SUPPLIED ENTRIES>

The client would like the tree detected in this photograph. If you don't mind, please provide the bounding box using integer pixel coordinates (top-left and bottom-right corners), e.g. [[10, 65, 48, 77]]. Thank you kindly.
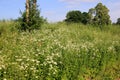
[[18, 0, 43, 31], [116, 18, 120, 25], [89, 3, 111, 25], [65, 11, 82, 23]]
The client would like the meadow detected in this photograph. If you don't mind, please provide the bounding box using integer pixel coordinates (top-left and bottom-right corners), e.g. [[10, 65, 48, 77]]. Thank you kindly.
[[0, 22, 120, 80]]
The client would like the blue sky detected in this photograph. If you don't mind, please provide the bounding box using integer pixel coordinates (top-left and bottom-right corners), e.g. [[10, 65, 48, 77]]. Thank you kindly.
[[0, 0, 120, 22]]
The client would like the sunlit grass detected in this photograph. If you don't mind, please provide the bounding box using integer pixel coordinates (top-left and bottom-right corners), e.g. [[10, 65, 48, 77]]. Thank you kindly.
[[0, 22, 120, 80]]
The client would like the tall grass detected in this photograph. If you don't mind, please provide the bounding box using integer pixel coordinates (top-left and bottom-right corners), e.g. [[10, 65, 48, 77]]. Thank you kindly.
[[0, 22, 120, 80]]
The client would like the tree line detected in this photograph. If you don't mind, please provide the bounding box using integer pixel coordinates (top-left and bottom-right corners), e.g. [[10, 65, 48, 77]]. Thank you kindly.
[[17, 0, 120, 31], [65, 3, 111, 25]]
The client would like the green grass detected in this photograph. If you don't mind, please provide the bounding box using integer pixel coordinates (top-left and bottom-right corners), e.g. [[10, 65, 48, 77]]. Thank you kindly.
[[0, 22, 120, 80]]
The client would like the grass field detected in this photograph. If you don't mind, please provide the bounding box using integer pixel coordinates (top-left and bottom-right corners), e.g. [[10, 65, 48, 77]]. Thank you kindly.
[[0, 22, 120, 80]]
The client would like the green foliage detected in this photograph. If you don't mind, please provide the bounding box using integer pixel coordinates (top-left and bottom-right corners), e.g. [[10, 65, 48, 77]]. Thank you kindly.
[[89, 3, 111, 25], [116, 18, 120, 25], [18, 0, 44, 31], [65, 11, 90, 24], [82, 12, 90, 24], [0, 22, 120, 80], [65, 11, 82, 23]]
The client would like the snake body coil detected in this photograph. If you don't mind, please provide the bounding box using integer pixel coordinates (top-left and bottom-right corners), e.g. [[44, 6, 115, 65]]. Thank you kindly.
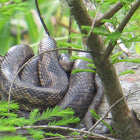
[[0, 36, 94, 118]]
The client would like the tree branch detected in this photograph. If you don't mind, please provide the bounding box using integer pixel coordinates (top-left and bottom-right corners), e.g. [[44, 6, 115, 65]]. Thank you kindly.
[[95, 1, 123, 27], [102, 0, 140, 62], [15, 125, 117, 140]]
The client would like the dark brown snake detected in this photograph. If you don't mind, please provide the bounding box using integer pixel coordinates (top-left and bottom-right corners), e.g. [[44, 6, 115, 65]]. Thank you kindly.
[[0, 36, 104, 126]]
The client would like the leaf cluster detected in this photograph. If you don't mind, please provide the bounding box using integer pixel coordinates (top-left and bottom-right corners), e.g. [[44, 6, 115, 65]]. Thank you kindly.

SHORT PROBLEM>
Can you write out all the items above again, swapping every "client" for "customer", keeping everything else the same, and leaving out the pictures?

THE COMPLETED TASK>
The customer would like the tree detected in this photograph. If you don't mind, please provide the bounding box using integer pixel coordinates (top-left and bottom-right corners), e.g. [[10, 65, 48, 77]]. Thank you kindly.
[[18, 0, 43, 31], [116, 18, 120, 25], [89, 3, 111, 25], [65, 11, 82, 23]]
The customer would like the meadow detected in this photograph. If you don't mind, please provide the bounding box using integer pixel coordinates (top-left and bottom-right corners), e.g. [[10, 65, 48, 77]]. Thank you kindly.
[[0, 22, 120, 80]]
The customer would like the blue sky detected in this photograph. If you don't mind, please provide the bounding box using integer pixel coordinates (top-left and bottom-right corners), e.g. [[10, 65, 48, 77]]. Thank you kindly.
[[0, 0, 120, 22]]
The customer would like the sunlit grass detected in this photograph. If you don't mind, please provide the bounding box using integer pixel coordinates (top-left and bottom-right corners), e.g. [[10, 65, 48, 77]]. Thank you kindly.
[[0, 22, 120, 80]]
The customer would like the tall grass detected in this photograph. If you don't mind, please provide the bounding box using integer pixel coordinates (top-left and bottom-right corners), e.g. [[10, 65, 48, 77]]. Thank you kindly.
[[0, 22, 120, 80]]
The customer would like the tree line detected in this photograph. If you don't mind, please provide the bounding box using integer pixel coordinates (top-left and bottom-right corners), e.g. [[10, 65, 48, 77]]. Thank you kindly.
[[17, 0, 120, 31], [65, 3, 111, 25]]
The customer would like the green grass detected in this photograph. If you don't mind, please provide the bounding box using integer pixel coordinates (top-left and bottom-right corners), e.g. [[10, 65, 48, 77]]. Thank you kindly.
[[0, 22, 120, 80]]
The customer would like the grass field detected in this photograph. If you don't mind, please provide the bounding box using integer pixel coordinates (top-left and bottom-right corners), e.g. [[10, 65, 48, 77]]. Thank you kindly.
[[0, 22, 120, 80]]
The customer would like the green foliage detected in this photograph. If you don't mind, please provide the bounding box using integer pixel coordinates (top-left and bottom-right corners), e.g. [[10, 65, 48, 77]]. Thank you kindly.
[[89, 3, 111, 25], [116, 18, 120, 25], [18, 0, 44, 31], [65, 11, 90, 24], [82, 12, 90, 24], [0, 22, 120, 80], [65, 11, 82, 23]]
The customer would like the snake body coil detected in this photograph. If you don't mind, please provide the bounding box using integer pixel coordinates (top-left and bottom-right corners), e.g. [[44, 6, 115, 65]]. Thank you kindly.
[[0, 36, 94, 118]]
The customer would like the tree branch detected in this photograph. If you don't mind, please provide the bounding box using integer pixel coordinates (top-left and bottom-right corners), e.g. [[44, 6, 115, 65]]. Thank you kindly.
[[95, 1, 123, 27], [102, 0, 140, 62], [15, 125, 117, 140]]
The customer would like the dark brown snake detected in this photograph. If you don't mind, please provide the bounding box using integer pixel coordinates (top-left and bottom-right corners), e.g. [[44, 6, 115, 65]]. Thank you kindly.
[[0, 36, 104, 126]]
The customer would like the leaf cluster detected in this photograph. If you don't mind, please provide the bounding box using integer pixel coordinates (top-left and bottom-right corners), e.g. [[44, 6, 115, 65]]. Thank you kindly.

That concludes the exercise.